* Brief:
The data should be duplicated exactly, with every word kept as it is.

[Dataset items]
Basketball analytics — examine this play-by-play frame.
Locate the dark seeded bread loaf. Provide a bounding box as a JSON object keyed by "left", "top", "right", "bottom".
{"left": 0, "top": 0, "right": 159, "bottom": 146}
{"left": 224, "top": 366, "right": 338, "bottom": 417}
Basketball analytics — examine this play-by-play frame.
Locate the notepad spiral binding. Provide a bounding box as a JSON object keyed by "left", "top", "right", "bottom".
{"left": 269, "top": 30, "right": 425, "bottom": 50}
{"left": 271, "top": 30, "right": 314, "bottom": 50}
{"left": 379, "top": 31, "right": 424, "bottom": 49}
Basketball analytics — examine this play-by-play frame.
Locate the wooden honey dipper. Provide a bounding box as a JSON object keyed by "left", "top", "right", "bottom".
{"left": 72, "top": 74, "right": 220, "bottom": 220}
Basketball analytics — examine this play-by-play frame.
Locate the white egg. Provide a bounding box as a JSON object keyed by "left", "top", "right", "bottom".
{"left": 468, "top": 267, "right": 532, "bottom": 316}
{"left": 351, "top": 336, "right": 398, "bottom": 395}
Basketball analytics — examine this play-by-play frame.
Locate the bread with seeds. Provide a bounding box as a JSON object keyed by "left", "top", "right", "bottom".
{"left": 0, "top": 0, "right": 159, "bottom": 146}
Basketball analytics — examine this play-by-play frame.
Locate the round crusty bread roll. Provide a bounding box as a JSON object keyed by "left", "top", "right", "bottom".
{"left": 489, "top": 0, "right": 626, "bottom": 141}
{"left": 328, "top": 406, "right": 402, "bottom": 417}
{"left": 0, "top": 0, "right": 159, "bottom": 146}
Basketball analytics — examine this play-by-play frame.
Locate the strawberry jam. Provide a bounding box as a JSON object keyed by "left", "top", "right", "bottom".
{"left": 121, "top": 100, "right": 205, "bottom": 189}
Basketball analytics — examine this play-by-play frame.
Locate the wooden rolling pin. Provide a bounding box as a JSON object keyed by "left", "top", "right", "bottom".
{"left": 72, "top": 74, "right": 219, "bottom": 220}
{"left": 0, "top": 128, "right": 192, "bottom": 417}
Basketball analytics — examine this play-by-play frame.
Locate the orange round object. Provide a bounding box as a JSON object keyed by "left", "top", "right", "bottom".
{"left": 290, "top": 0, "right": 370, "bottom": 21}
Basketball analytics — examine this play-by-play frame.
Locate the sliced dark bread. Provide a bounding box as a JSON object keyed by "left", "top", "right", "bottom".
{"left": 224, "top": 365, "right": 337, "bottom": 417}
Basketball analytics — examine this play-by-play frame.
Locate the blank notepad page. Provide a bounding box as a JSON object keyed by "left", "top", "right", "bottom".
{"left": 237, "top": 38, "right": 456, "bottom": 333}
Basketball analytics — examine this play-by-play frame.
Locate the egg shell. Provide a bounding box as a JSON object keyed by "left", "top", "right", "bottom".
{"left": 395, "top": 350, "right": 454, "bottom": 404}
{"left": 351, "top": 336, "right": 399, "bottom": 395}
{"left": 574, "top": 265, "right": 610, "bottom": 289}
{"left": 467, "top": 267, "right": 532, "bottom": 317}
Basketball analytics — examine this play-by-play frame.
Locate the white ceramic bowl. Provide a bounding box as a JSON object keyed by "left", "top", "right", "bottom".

* Finished exercise:
Basketball analytics — examine this play-by-play frame.
Locate the dark seeded bread loaf. Provide a bounding box as a JSON object keyed by "left", "top", "right", "bottom".
{"left": 0, "top": 0, "right": 159, "bottom": 146}
{"left": 224, "top": 366, "right": 338, "bottom": 417}
Basketball analytics — examine this play-by-play frame.
Locate the notepad spiral binding. Provide a bounding box as a JSON object keyed by "left", "top", "right", "bottom".
{"left": 269, "top": 30, "right": 425, "bottom": 50}
{"left": 271, "top": 30, "right": 314, "bottom": 50}
{"left": 379, "top": 31, "right": 424, "bottom": 49}
Basketball analytics — examine this play-by-play frame.
Locate the wooden honey dipper. Provide a bounding box as a JSON object keyed by "left", "top", "right", "bottom".
{"left": 72, "top": 74, "right": 220, "bottom": 220}
Basketball analytics — examine this play-by-play frame.
Locate the white egg. Provide a bounding box as a JSON object keyed by "left", "top", "right", "bottom".
{"left": 468, "top": 267, "right": 532, "bottom": 316}
{"left": 351, "top": 336, "right": 398, "bottom": 395}
Basketball analytics — examine this play-by-play frame.
Locate the bread with seeds. Provide a bounding box as a JSON object keyed by "left", "top", "right", "bottom".
{"left": 0, "top": 0, "right": 159, "bottom": 146}
Basketball analytics — examine this play-by-play frame.
Locate the round crusty bread roll. Provide a bounding box as a JSON object keyed by "left", "top", "right", "bottom".
{"left": 489, "top": 0, "right": 626, "bottom": 141}
{"left": 328, "top": 406, "right": 402, "bottom": 417}
{"left": 0, "top": 0, "right": 159, "bottom": 146}
Basketball analytics — examine this play-by-play frame.
Locate the strawberry jam. Provide a bounding box as a JSON object keyed by "left", "top", "right", "bottom".
{"left": 121, "top": 100, "right": 205, "bottom": 189}
Basketball analytics — examine this play-by-play frame.
Locate the wooden rolling pin. Provide a bounding box as a JSON object keyed by "left", "top", "right", "bottom".
{"left": 72, "top": 74, "right": 219, "bottom": 220}
{"left": 0, "top": 128, "right": 192, "bottom": 417}
Basketball analytics — examine this play-by-play frame.
Locate the orange round object. Provide a bounding box as a JSON object keyed by "left", "top", "right", "bottom".
{"left": 290, "top": 0, "right": 370, "bottom": 21}
Basketball analytics — examine this play-by-play frame.
Locate the sliced dark bread. Provide a bounding box as a JSON object keyed by "left", "top", "right", "bottom".
{"left": 224, "top": 365, "right": 337, "bottom": 417}
Basketball analytics — examine this play-by-play frame.
Locate the blank notepad page. Provide a bounding box as a JSON object keyed by "left", "top", "right", "bottom".
{"left": 237, "top": 38, "right": 456, "bottom": 333}
Basketball analytics — examine this play-by-play frame.
Locate the egg shell. Provide a bounding box as a JSON object keyed by "left", "top", "right", "bottom".
{"left": 395, "top": 350, "right": 454, "bottom": 404}
{"left": 351, "top": 336, "right": 399, "bottom": 395}
{"left": 574, "top": 265, "right": 610, "bottom": 289}
{"left": 467, "top": 267, "right": 532, "bottom": 317}
Basketball analytics — examine this play-by-play frame.
Locate the white ceramic bowl. Provide a bounding box as a JSON object keyed by "left", "top", "right", "bottom".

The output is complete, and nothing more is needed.